_SHORT EXERCISE:_
Give the listing again in full, exactly as written.

# MATERIAL start

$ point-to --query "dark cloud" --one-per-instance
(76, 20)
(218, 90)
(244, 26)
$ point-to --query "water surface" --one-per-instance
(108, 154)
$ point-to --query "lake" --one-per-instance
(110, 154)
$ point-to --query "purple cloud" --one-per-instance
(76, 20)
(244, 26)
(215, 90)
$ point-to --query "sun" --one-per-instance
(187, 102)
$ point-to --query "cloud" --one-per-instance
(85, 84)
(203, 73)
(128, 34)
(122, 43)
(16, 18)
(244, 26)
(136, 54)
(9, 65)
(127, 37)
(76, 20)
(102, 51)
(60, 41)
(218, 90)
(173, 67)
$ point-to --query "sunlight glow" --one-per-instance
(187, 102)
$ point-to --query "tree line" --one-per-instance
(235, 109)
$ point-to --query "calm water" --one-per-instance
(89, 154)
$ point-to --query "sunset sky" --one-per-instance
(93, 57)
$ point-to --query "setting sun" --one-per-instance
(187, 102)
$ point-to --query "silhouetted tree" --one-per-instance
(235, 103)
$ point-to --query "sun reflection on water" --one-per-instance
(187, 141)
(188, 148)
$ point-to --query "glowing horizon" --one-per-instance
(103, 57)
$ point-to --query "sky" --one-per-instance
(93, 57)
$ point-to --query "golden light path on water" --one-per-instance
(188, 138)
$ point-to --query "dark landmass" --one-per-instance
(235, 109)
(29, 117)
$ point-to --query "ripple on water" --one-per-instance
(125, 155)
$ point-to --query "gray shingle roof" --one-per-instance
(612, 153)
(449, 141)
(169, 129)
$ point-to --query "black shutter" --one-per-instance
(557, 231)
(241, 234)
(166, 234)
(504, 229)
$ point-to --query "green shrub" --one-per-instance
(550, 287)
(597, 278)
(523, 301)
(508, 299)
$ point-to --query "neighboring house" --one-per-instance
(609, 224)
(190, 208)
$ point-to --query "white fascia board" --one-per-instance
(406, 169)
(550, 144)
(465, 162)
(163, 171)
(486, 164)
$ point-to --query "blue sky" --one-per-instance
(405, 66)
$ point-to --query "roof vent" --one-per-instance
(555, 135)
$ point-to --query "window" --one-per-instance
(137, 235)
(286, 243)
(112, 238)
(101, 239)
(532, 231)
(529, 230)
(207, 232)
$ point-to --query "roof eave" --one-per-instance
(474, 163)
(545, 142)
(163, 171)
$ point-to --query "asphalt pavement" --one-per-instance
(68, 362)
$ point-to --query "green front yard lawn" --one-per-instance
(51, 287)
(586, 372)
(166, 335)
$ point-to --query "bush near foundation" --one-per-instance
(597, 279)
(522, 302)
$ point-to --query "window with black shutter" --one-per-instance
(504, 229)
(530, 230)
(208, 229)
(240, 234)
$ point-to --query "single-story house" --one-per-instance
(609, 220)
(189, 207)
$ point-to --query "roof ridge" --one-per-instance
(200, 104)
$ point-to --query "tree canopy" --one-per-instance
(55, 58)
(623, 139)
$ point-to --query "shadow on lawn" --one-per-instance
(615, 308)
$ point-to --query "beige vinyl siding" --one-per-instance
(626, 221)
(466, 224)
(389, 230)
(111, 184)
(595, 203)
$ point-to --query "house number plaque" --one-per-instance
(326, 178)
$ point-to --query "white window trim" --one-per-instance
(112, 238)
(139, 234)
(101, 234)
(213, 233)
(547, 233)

# MATERIAL end

_EXPECTED ANSWER:_
$ point-to --query "dark cloud" --one-per-instance
(76, 20)
(218, 90)
(244, 26)
$ point-to --query "water surface" --one-per-instance
(108, 154)
$ point-to --query "lake" --one-per-instance
(110, 154)
$ point-to --query "purple cloud" --one-per-instance
(76, 20)
(244, 26)
(215, 90)
$ point-to --query "sun" --one-per-instance
(187, 102)
$ point-to --query "cloud" --one-per-instance
(85, 84)
(203, 73)
(128, 34)
(122, 43)
(16, 18)
(244, 26)
(136, 54)
(9, 65)
(127, 37)
(76, 20)
(102, 51)
(60, 41)
(218, 90)
(173, 67)
$ point-to --query "sunlight glow" --one-per-instance
(187, 102)
$ point-to --query "tree line" --one-per-instance
(235, 109)
$ point-to --query "calm water" --one-per-instance
(89, 154)
$ point-to --query "sunset sky" --one-per-instance
(93, 57)
$ point-to --query "setting sun" --one-per-instance
(187, 102)
$ point-to --query "silhouetted tree" --one-per-instance
(235, 103)
$ point-to --query "sun reflection on water" --one-per-instance
(187, 141)
(188, 148)
$ point-to --query "glowing horizon" --one-per-instance
(103, 57)
$ point-to --query "sky" --one-per-instance
(93, 57)
$ point-to --query "golden light path on water" --one-per-instance
(188, 138)
$ point-to --query "dark landmass" --one-per-instance
(235, 109)
(29, 117)
$ point-to --query "ripple on water" --one-per-instance
(125, 155)
$ point-to --query "gray shingle roof" --one-per-instance
(612, 153)
(449, 141)
(169, 129)
$ point-to --query "black shutter" --one-per-instance
(557, 231)
(241, 234)
(166, 234)
(504, 229)
$ point-to --query "green shrub" --one-per-instance
(550, 287)
(597, 278)
(523, 301)
(508, 299)
$ point-to --query "neighboring house" --one-per-instance
(609, 224)
(190, 208)
$ point-to --query "white fascia board" --one-per-instance
(406, 169)
(550, 144)
(465, 162)
(163, 171)
(486, 164)
$ point-to --query "blue sky" --one-per-instance
(405, 66)
$ point-to --query "roof vent" --one-per-instance
(555, 135)
$ point-to --query "window" --one-per-instance
(137, 235)
(286, 243)
(112, 238)
(101, 239)
(532, 231)
(529, 230)
(207, 232)
$ point-to --query "roof eave" --one-per-instance
(474, 163)
(545, 142)
(163, 171)
$ point-to --query "asphalt pavement" --one-per-instance
(68, 362)
$ point-to --query "green front yard lawn" --one-per-instance
(51, 287)
(586, 372)
(166, 335)
$ point-to --query "bush near foundation" --one-per-instance
(597, 279)
(522, 302)
$ point-to --query "window with black shutter" --one-per-instance
(504, 229)
(530, 230)
(208, 229)
(240, 234)
$ point-to --query "single-story house" --one-per-instance
(609, 220)
(189, 207)
$ point-to --query "roof ridge" --one-per-instance
(200, 104)
$ point-to --query "tree canopy" --one-per-instance
(55, 58)
(623, 139)
$ point-to --query "shadow on lawn" --one-per-instance
(615, 308)
$ point-to --query "beige vinyl siding" --one-per-instance
(626, 221)
(466, 224)
(389, 230)
(111, 184)
(595, 203)
$ point-to --query "house number plaque" --one-per-instance
(326, 178)
$ point-to --query "white window trim" --one-per-instance
(112, 238)
(139, 234)
(101, 234)
(213, 233)
(547, 233)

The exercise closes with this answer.